→ **PAGE**:
──────

While recovering from an illness I began thinking about my early childhood friend, Diana.  I was born in Detroit and my family moved to a little town called Holt, Michigan when I was six months old.  Diana and I were friends as early as I can remember, until I was seven and my family moved to Florida. I have many happy memories of our playing together.  We were wonderful friends. I don’t know why, but after we left, I didn’t write.  That time remained a separate little bubble in my mind.  I often thought about Diana, and never had a great friend like that again until I was in college.  

When I started feeling better during my recovery I took a chance and Googled her name.  I randomly went to the tenth page and found someone by her name at an establishment in a town in Michigan.  I called the number and asked the person who answered if she was the Diana who used to live in Holt, Michigan.  She immediately answered “Is this Susie?”  We talked a lot that day, and have talked quite a bit since then. I was amazed that she still had my doll’s cradle.  I had almost forgotten that I gave it to her before I left.  For some reason, that poignant detail  touched me deeply.

 Imagine

There were other events during that time in Holt that weren’t as happy as my friendship with Diana.  In reality, I think that’s why I left this time alone, as a bubble in my mind. This drawing was created with the intention of healing the first seven years of my life. I entered a peaceful cocoon and listened to the same soothing music the entire time I worked on this piece.  It was not too different from rocking myself in a cradle. I created what I imagined was the perfect, safe place for friends to play, to imagine, and to discover together.  This is a place where friends don’t have to be separated, and where anything beautiful that a child can imagine is possible.

──────

Named-object pointing records
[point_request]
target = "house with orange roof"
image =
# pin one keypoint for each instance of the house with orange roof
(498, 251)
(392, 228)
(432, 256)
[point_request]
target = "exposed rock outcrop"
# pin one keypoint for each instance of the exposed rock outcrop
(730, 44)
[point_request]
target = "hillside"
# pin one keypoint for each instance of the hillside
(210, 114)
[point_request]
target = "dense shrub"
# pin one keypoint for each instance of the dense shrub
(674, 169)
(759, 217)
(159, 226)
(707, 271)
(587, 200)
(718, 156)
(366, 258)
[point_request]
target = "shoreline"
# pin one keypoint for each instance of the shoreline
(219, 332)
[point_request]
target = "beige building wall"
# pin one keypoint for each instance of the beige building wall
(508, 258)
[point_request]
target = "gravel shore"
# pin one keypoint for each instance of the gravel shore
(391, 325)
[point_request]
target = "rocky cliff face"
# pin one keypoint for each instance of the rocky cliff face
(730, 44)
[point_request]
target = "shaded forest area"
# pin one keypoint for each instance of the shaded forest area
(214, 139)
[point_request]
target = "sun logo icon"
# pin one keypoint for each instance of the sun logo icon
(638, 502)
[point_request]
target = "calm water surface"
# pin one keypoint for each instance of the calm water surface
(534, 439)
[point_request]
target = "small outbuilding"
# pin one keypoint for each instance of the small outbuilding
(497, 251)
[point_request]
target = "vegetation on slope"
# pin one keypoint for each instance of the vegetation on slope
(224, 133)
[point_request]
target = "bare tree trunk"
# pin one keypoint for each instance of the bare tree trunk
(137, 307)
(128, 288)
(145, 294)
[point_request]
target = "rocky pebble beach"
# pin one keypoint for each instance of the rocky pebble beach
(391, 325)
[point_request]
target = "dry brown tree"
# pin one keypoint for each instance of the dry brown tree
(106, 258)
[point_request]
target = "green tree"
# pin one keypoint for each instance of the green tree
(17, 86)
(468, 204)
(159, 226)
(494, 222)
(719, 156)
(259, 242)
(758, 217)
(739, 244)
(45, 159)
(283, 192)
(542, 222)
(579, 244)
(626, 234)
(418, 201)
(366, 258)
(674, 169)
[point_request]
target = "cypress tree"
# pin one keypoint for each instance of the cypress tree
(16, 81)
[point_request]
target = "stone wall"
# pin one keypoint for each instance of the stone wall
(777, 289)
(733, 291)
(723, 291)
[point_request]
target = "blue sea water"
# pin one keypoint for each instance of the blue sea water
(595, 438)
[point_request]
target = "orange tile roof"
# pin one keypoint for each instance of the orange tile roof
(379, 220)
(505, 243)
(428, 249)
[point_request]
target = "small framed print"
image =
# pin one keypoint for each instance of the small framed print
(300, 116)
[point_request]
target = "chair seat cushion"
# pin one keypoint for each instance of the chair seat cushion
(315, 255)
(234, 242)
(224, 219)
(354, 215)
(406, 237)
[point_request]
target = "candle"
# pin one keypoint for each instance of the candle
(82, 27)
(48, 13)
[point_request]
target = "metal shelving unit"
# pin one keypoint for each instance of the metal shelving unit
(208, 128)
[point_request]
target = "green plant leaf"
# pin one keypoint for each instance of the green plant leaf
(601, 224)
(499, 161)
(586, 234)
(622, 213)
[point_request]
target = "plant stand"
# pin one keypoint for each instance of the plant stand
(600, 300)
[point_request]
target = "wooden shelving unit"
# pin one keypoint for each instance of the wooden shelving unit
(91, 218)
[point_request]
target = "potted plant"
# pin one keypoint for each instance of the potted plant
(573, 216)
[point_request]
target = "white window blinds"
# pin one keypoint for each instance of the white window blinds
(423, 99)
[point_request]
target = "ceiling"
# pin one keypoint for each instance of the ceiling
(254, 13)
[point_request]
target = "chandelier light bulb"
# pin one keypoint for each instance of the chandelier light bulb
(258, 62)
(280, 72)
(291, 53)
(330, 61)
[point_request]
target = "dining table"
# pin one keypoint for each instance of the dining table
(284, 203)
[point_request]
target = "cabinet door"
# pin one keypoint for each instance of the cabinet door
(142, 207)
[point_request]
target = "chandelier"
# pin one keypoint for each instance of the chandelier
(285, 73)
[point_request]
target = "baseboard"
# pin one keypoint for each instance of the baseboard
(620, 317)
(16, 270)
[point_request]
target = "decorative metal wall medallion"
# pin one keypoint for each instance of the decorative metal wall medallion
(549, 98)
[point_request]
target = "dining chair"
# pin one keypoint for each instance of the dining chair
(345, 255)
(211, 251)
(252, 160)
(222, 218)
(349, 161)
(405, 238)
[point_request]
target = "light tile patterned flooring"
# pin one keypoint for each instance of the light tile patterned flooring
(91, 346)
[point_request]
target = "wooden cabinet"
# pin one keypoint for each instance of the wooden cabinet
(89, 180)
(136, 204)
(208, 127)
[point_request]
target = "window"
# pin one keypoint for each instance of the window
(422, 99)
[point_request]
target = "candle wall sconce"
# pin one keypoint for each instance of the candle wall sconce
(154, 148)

──────

→ **DIRECTIONS FOR THIS TASK**: Return the passage of the childhood-friend story above from "While recovering from" to "was in college.", copied word for word.

→ **THE COMPLETED TASK**:
While recovering from an illness I began thinking about my early childhood friend, Diana.  I was born in Detroit and my family moved to a little town called Holt, Michigan when I was six months old.  Diana and I were friends as early as I can remember, until I was seven and my family moved to Florida. I have many happy memories of our playing together.  We were wonderful friends. I don’t know why, but after we left, I didn’t write.  That time remained a separate little bubble in my mind.  I often thought about Diana, and never had a great friend like that again until I was in college.